──────── Selection
A layer of silicon carbon nitride 118 (e.g., a high-temperature silicon carbon nitride) can then be disposed at the layer of silicon nitride 116 and over the coupling surface 112 of the TSV 108. The layer of oxide 114 can be disposed at the back side of the semiconductor die 102 over the layer of silicon carbon nitride 118. An additional layer of silicon carbon nitride 120 (e.g., high-temperature silicon carbon nitride) can then be disposed over the layer of oxide 114. The layer of silicon carbon nitride 118, the layer of oxide 114, and the layer of silicon carbon nitride 120 may be etched (e.g., dry etched) to expose the coupling surface 112 of the TSV 108. The contact pad 110 may then be disposed in the opening at the coupling surface 112 such that the contact pad 110 is exposed at the back side of the semiconductor die 102. In doing so, additional semiconductor dies may be stacked onto the semiconductor die 102 and electrically coupled at the contact pad 110.
────────────────
◆ **Objective**
In the semiconductor die passage, what kind of etching is given as an example for exposing the coupling surface 112 of the TSV 108?
──────── Data listing
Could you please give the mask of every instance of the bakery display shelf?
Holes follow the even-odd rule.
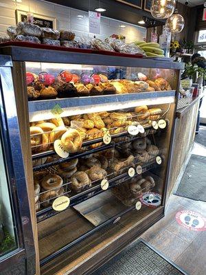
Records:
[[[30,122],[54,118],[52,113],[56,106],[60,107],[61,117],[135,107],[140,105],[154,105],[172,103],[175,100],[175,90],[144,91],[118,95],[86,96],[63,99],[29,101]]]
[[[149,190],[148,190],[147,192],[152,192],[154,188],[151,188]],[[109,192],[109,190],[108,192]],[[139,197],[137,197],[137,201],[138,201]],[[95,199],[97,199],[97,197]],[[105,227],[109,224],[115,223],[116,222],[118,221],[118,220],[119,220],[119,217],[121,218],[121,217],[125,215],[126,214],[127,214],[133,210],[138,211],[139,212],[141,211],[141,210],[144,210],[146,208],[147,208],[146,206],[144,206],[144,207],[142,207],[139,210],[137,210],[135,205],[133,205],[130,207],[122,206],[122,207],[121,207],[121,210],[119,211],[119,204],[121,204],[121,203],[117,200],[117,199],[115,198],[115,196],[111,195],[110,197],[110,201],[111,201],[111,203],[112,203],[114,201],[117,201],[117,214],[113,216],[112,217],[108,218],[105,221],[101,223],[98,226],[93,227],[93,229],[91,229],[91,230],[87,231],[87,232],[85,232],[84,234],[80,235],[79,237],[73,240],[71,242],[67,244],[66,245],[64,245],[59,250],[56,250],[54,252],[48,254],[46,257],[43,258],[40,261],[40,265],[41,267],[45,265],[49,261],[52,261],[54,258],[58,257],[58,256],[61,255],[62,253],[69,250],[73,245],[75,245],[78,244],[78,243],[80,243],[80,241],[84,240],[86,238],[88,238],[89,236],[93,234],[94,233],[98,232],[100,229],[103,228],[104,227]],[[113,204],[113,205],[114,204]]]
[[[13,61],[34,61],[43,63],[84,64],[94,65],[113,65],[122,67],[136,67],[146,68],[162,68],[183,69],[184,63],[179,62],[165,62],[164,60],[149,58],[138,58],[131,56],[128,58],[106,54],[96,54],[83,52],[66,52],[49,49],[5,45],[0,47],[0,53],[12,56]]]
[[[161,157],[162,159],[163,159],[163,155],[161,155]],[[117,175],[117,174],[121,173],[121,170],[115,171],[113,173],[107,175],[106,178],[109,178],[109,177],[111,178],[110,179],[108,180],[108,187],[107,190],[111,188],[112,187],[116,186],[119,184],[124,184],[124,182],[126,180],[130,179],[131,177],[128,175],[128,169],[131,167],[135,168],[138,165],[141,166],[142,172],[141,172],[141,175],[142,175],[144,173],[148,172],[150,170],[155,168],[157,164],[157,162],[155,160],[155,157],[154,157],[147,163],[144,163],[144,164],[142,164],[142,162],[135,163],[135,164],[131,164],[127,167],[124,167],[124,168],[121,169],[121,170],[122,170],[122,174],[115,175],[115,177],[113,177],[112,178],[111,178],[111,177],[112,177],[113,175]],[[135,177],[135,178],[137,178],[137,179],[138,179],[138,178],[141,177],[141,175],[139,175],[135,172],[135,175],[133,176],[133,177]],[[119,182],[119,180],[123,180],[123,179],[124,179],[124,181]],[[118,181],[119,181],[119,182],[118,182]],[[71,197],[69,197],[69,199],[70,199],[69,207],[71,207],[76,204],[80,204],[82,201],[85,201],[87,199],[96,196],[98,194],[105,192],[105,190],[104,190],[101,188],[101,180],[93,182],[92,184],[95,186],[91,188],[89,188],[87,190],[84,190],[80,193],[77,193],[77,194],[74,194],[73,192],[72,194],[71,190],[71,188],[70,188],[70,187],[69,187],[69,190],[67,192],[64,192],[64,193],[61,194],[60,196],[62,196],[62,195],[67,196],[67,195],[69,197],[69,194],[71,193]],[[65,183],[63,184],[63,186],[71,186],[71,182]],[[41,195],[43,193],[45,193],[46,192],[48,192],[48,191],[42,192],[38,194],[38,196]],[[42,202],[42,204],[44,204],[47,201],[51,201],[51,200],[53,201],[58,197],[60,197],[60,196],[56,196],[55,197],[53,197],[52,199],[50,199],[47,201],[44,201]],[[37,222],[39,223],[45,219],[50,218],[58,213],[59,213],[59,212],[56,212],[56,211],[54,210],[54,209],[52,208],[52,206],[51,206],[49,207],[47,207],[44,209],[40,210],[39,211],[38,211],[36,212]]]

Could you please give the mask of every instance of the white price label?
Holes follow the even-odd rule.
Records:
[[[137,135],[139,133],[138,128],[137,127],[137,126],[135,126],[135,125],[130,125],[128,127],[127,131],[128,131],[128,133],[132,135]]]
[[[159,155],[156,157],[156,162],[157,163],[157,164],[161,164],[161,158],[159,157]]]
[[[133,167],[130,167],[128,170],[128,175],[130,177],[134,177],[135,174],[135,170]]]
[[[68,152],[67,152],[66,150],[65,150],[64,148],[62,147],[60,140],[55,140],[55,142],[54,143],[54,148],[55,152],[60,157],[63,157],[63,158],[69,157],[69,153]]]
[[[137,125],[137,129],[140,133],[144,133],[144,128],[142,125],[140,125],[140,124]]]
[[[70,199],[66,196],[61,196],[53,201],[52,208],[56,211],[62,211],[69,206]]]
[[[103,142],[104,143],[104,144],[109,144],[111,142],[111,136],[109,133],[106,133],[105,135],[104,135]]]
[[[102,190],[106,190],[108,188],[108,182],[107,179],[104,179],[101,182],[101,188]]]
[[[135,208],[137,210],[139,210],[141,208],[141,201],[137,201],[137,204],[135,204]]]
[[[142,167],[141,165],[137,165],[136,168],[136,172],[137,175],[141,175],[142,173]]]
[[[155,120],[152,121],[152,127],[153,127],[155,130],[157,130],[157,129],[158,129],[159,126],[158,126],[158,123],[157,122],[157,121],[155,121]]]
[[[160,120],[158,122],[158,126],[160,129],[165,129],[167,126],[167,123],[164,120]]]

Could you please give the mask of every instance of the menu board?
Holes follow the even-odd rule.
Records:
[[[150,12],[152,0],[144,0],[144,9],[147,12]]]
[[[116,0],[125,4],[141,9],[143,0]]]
────────────────
◆ **Solution for this problem**
Dry etching.